- _TASK INSTRUCTIONS_:
Set down the whole listing verbatim.

[Data items]
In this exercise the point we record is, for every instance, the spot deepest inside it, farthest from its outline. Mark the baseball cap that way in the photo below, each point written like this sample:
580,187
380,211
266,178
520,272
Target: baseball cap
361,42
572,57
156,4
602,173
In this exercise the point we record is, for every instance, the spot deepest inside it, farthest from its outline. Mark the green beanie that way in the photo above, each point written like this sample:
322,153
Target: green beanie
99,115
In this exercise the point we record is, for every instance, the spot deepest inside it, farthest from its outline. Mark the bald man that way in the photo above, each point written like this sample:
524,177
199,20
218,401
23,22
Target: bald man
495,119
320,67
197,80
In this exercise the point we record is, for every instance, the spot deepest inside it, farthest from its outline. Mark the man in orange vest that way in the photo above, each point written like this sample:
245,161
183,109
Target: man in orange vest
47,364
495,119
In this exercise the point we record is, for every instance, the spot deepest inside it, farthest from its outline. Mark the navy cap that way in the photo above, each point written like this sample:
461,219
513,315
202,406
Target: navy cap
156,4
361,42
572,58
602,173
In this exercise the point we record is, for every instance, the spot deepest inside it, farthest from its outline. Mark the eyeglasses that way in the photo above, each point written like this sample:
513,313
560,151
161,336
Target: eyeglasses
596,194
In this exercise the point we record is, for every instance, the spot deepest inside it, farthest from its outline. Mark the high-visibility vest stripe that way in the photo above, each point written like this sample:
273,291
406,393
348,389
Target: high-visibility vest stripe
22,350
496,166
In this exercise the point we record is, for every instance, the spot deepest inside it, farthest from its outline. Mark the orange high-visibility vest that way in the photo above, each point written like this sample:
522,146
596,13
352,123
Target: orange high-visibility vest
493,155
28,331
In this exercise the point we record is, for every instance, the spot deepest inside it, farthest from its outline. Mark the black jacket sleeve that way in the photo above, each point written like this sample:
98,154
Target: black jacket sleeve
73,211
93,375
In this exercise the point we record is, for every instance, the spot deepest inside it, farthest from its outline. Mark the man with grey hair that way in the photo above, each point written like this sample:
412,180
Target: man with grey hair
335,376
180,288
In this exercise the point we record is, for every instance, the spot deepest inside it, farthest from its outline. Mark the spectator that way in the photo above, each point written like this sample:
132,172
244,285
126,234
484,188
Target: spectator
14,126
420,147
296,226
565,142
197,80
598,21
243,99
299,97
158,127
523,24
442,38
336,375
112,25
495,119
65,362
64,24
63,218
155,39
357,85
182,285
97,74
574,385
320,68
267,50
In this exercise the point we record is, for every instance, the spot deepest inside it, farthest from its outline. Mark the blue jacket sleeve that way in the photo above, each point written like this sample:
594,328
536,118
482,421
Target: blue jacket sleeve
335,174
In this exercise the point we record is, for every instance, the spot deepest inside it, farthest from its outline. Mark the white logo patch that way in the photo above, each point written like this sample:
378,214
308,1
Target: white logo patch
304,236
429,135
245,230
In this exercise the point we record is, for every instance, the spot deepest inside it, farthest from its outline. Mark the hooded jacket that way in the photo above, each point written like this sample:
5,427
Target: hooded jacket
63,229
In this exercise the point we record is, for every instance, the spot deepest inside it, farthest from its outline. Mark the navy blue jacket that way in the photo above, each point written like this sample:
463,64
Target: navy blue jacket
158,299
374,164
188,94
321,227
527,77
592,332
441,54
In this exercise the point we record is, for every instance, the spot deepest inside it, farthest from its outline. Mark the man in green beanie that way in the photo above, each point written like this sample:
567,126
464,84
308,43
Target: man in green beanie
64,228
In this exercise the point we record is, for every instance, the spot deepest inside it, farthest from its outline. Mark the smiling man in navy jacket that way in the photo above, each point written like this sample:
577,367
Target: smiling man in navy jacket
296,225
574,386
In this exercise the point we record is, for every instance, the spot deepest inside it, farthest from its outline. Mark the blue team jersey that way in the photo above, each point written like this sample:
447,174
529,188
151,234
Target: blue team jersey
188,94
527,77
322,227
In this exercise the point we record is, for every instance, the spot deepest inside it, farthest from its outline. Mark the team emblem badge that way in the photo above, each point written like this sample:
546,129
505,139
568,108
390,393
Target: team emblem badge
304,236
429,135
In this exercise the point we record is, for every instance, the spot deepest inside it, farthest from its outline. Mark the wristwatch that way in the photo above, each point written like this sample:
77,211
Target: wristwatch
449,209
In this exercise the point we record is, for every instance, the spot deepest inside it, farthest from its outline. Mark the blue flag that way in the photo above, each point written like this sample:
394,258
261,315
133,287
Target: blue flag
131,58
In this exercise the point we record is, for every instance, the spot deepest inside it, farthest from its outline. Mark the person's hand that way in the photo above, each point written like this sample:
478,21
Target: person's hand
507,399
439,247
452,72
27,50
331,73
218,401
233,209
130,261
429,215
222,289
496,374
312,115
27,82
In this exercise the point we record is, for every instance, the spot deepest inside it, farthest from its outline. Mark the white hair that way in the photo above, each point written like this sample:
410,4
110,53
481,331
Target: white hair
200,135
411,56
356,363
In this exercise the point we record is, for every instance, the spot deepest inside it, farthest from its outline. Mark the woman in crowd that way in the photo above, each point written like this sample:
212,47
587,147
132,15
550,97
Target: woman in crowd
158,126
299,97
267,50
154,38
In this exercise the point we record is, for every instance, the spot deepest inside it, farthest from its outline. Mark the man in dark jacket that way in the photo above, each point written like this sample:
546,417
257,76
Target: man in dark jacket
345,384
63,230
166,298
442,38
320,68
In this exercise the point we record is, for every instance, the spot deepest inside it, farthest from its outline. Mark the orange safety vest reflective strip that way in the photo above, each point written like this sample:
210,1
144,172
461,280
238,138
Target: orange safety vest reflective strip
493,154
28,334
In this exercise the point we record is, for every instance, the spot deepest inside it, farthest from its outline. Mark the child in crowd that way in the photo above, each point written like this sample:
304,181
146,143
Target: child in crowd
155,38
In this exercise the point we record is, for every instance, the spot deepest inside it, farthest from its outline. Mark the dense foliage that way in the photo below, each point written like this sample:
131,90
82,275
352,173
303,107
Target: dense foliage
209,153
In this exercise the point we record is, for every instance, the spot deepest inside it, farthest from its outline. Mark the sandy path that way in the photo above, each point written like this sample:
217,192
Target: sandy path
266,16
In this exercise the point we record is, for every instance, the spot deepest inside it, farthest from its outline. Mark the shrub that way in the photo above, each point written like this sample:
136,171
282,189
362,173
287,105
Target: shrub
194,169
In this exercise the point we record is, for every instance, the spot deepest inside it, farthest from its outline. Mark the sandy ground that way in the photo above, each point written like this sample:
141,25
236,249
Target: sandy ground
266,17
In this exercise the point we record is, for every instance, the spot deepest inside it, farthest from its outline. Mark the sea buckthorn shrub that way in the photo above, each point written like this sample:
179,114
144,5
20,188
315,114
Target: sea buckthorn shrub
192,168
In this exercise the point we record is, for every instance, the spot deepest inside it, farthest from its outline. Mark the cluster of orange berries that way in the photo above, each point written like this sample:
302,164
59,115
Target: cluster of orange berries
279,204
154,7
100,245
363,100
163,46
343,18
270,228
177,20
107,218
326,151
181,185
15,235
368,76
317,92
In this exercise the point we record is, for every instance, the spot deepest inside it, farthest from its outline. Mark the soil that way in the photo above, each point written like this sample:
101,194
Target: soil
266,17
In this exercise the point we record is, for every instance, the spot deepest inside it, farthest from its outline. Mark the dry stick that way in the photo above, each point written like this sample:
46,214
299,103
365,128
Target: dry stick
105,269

- _SOLUTION FOR THIS EXERCISE_:
In this exercise the point we record is, for every instance, the spot deepest inside it, farthest from its outline. Mark the baseball cap that way in the photo below, each point written like this sample:
580,187
380,211
266,178
520,272
Target: baseball cap
361,42
572,57
156,4
602,173
In this exercise the point we record is, for every instance, the spot deepest inside it, farthest from its outline. Mark the green beanie that way in the photo above, each point written like this sample:
322,153
Target: green beanie
99,115
In this exercise the point we record is, for every instance, the spot deepest inside it, farthest from its outline. Mark the bald man that way in the photo above, each point written like this sample:
524,177
199,20
218,401
23,22
Target: bald man
495,119
320,67
197,80
In this exercise the point we record is, for every instance, the spot deepest inside it, farthest from its outline. Mark the man in orange vest that way in the photo above, each point written like this sample:
245,161
183,109
Target: man in orange vest
47,364
495,119
In this exercise the point we record is, for every instance, the spot deepest inside it, farthest from its outline. Mark the navy cap that way in the photo above, each point written like this sample:
461,219
513,315
202,406
Target: navy cap
156,4
361,42
572,58
602,173
In this exercise the point we record is, for every instance, the spot deepest inside it, farthest from its outline. Mark the eyeglasses that way in the photo above, each point written like this sample:
513,313
560,151
161,336
Target: eyeglasses
596,194
In this exercise the point we record is, for every instance, the spot deepest inside it, farthest from its outline. Mark the high-visibility vest stripe that way in the photo above, each point written like this sample:
273,291
406,393
348,389
Target: high-visibility vest stripe
22,350
496,166
In this exercise the point we record is, for every instance, the spot deepest inside it, farthest from its outline. Mark the orange high-visibility vest that way in the photo above, each point written like this sample:
522,146
596,13
352,123
Target: orange high-visibility vest
493,155
28,331
In this exercise the point we record is, for every instance, the spot deepest inside it, farthest from its outline. Mark the black jacket sleeve that way in the photo above, each point written like this sample:
98,154
Target: black jacket sleeve
73,211
93,375
In this exercise the point we record is, for every instance, the spot deepest inside it, farthest from its outline. Mark the man with grey hair that way in the photo above, each point written like this sample:
412,180
Target: man with grey hair
335,376
180,288
In this exercise the point we record is, for every instance, the spot deepest inside it, farthest from its outline. Mark the spectator that way in the photo above, each point written like this sample:
132,172
244,285
126,234
484,188
Target: spectator
14,126
420,147
296,226
565,142
197,80
598,21
243,99
299,97
158,127
523,24
442,38
336,375
112,25
495,119
65,362
64,24
63,218
155,39
357,85
182,285
97,74
574,385
320,68
267,50
In this exercise the point we record is, for every instance, the spot deepest inside it, farthest from its outline. Mark the blue jacket sleeve that way in the photo above, each point written like this sample:
594,328
536,118
482,421
Target: blue jacket sleeve
335,174
In this exercise the point we record is, for every instance, the spot deepest inside it, farthest from its outline. Mark the white logo patch that way in the photo above, each point written like this sample:
378,214
308,1
Target: white logo patch
304,236
429,135
245,230
In this exercise the point we record is, for every instance, the spot deepest inside it, farthest from its outline. Mark the hooded jacket that way in the photo above, each point written like this sample:
5,427
Target: hooded jacket
63,229
In this exercise the point we record is, for every instance, the spot deepest inside it, farthest from its outline. Mark the navy blue jacket that way in the photo above, each point written like this sample:
463,64
Target: navy blue jacket
158,299
374,164
188,94
321,227
527,77
592,332
441,54
In this exercise the point we record is, for every instance, the spot deepest inside it, farthest from its outline. Mark the man in green beanie that way in the photo above, each point written like this sample:
567,126
464,84
308,43
Target: man in green beanie
64,228
In this exercise the point we record is, for every instance, the spot deepest inside it, farthest from its outline. Mark the smiling man in navy jacket that way in the photo above, each point written like this sample:
577,367
Target: smiling man in navy jacket
296,225
574,386
In this exercise the point we record is, for every instance, the spot deepest inside it, farthest from its outline. Mark the blue team jersey that way in the photo above, each point written like this sample:
447,174
529,188
151,234
Target: blue team jersey
188,94
527,77
322,227
In this exercise the point we record is, for every instance, the spot deepest inside it, farthest from its outline. Mark the team emblem badge that way in the photo above, each point written like this sample:
546,129
505,139
568,108
390,393
Target: team emblem badge
304,236
429,135
In this exercise the point we record is, for every instance, the spot deepest inside it, farthest from its outline. Mark the wristwatch that way in the photo above, each point written like this sample:
77,211
Target: wristwatch
449,209
In this exercise the point we record is, for every instance, the spot deepest inside it, farthest from its outline. Mark the blue flag that way in the photo above, each point written like this sample:
394,258
261,315
133,287
Target: blue flag
131,58
In this exercise the point we record is, for every instance, the spot deepest inside it, farthest from its outline. Mark the person's hand that way in the photo above, each point written like this sample:
478,21
Target: person's hand
507,399
439,247
452,72
27,50
331,73
218,401
233,209
130,261
429,215
222,289
496,374
312,115
27,82
In this exercise the point we record is, for every instance, the spot deepest inside it, farthest from its outline. Mark the white hair that way in the photo above, each point written like this sample:
410,4
110,53
481,331
Target: white hair
200,135
411,56
356,363
In this exercise the point we record is, for every instance, the spot deepest inside it, farthest from its outline. Mark the woman in crowd that way in the photo above, each point written like this sample:
212,47
587,147
132,15
550,97
Target: woman in crowd
158,126
299,97
267,50
154,38
In this exercise the point we record is, for every instance, the spot deepest inside it, farthest from its outline. Mark the man in dark jacket that way in the photo above, each point written like this sample:
546,417
257,76
Target: man in dark jacket
345,384
63,230
166,298
442,38
320,68
In this exercise the point we record is, for every instance, the spot deepest inside it, farthest from its outline. Mark the orange safety vest reflective strip that way in the photo above, each point written like this sample:
210,1
144,172
461,280
238,138
Target: orange safety vest reflective strip
493,154
28,334
In this exercise the point we record is, for every instance, the spot deepest inside it, farthest from its outline. Mark the child in crowd that way in the photo above, each point written like this sample:
304,181
146,143
Target: child in crowd
155,38
In this exercise the point we record is, for every instance, the spot deepest inside it, farthest from its outline. Mark the dense foliage that way in the photo below, each point written like this sample:
131,90
82,275
352,173
303,107
Target: dense foliage
209,153
In this exercise the point we record is, for every instance, the spot deepest inside it, farthest from its outline. Mark the sandy path that way in the photo above, each point written like this sample:
217,192
Target: sandy path
266,16
In this exercise the point we record is, for every instance, the spot deepest inside it, farthest from its outline. Mark the shrub that way in the photo above, each point written like this sample:
136,171
282,189
362,173
287,105
Target: shrub
194,169
In this exercise the point we record is, for every instance, the spot deepest inside it, farthest from its outline. Mark the sandy ground that way in the photo above, each point written like this sample:
141,25
236,249
Target: sandy ground
266,17
In this exercise the point we record is, for every instance, the spot deepest inside it, farthest from its outline. Mark the sea buckthorn shrub that way in the photo above, each point written like this sample:
179,114
144,5
20,188
315,114
Target: sea buckthorn shrub
192,168
In this exercise the point we record is, for every instance, the spot deepest inside it, farthest from its outline. Mark the cluster of orange berries that way in the photo above, each point written like this sample:
302,164
59,115
Target: cluster of orange berries
279,204
154,7
100,245
363,100
163,46
343,18
270,228
177,20
107,218
326,151
181,185
15,235
368,76
317,92
In this exercise the point we record is, for every instance, the spot deepest inside it, farthest from its outline. Mark the soil that way in the photo above, each point written like this sample:
101,194
Target: soil
266,17
In this exercise the point we record is, for every instance, the spot deepest inside it, farthest from its outline. Mark the dry stick that way in the photo above, each point written like this sample:
46,214
299,103
365,128
Target: dry stick
105,269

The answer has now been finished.